(Exercise brief) Where does the word "location" appear in the data? Copy every line that holds it.

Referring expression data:
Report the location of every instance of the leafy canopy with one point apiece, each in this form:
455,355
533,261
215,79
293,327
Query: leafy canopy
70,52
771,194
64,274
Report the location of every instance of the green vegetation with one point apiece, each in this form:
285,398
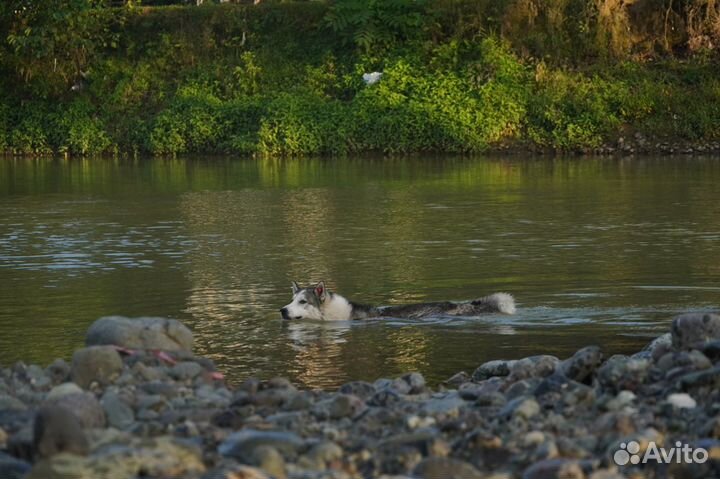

(Exercise answer)
Report the location of every instance of the leafy canopy with one point apiece, each in this form:
Report the location of every instance of the green vegetation with one point apiece, each in this form:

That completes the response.